EXTRACT ▸
____________________

Mouse babies born from cells that were transformed into eggs using a ‘chemical cocktail’ could pave the way for new fertility preservation methods in future
- Cells surrounding an egg cell in the ovary, known as granulosa cells, have been turned into functioning egg cells in mice
- These granulosa cells have been fertilised to produce healthy mice offspring, which themselves have given birth to more mice
- Chinese research team says transferring this research to humans is a ‘way off’
Scientists have created baby mice from eggs grown in the lab that were once cells taken from mice ovaries.
The Chinese team injected granulosa cells, which are found in the ovaries surrounding the egg, with a chemical cocktail that turned them into eggs.
Once fertilised, the eggs produced healthy mice offspring, which themselves have reproductive ability and have produced pups of their own.
Given that there are thousands of these cells surrounding just one egg, it raises the possibility of being able to create numerous viable eggs.
However, transferring this research from mice to humans is still a long way off, according to researchers, but such could one day play a role in preserving fertility.

____________________

STUDY MATERIAL ▸
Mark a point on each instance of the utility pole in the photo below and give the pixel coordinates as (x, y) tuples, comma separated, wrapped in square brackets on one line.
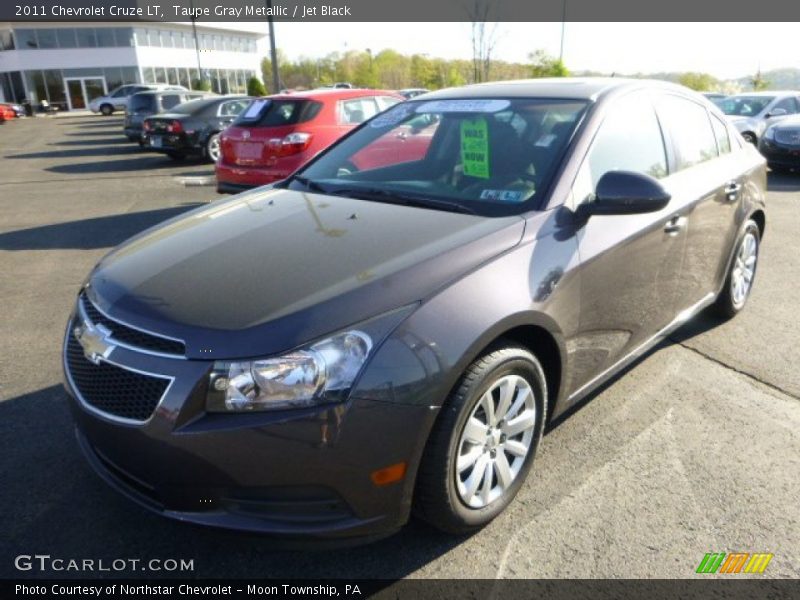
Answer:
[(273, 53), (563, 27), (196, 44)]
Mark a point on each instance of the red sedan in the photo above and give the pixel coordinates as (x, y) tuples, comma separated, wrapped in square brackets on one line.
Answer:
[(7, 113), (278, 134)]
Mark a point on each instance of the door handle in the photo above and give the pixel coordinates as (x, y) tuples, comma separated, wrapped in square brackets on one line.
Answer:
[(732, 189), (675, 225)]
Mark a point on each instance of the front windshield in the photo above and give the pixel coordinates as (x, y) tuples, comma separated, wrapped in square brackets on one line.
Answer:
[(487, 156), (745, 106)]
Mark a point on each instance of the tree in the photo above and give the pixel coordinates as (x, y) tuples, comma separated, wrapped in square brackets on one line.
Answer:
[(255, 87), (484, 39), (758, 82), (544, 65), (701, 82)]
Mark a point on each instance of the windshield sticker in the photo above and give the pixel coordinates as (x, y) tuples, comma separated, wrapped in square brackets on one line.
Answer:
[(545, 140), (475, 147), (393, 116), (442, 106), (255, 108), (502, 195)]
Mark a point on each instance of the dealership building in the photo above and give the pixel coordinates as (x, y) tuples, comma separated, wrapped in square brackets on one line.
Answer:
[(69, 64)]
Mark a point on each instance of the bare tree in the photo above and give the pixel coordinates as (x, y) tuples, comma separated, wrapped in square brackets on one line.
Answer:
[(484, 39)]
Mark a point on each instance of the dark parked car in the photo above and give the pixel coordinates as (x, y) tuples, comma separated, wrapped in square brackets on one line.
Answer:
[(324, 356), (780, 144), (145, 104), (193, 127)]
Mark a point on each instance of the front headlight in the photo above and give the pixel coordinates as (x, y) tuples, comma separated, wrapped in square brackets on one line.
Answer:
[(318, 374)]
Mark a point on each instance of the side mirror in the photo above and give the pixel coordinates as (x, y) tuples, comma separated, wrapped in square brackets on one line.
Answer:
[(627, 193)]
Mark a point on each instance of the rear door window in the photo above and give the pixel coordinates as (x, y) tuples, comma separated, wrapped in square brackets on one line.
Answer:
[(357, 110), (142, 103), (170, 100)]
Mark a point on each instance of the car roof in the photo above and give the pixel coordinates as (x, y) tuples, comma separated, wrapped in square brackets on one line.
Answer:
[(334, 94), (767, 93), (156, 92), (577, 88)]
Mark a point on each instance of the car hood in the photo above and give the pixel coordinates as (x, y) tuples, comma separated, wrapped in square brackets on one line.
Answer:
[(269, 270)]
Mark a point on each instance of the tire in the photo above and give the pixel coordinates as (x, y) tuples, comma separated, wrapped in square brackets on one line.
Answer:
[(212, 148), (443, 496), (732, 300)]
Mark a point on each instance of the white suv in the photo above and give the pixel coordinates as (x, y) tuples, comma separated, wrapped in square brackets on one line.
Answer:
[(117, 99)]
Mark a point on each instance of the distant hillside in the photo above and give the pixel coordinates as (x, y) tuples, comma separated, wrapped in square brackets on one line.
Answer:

____________________

PROBLEM SET ▸
1 - In the article on lab-grown mouse eggs, what did the research team inject the granulosa cells with?
2 - Reproduce word for word everything in the article on lab-grown mouse eggs from "However, transferring this" down to "in preserving fertility.".

RESULTS BY TASK ▸
1 - A chemical cocktail that turned them into eggs.

2 -
However, transferring this research from mice to humans is still a long way off, according to researchers, but such could one day play a role in preserving fertility.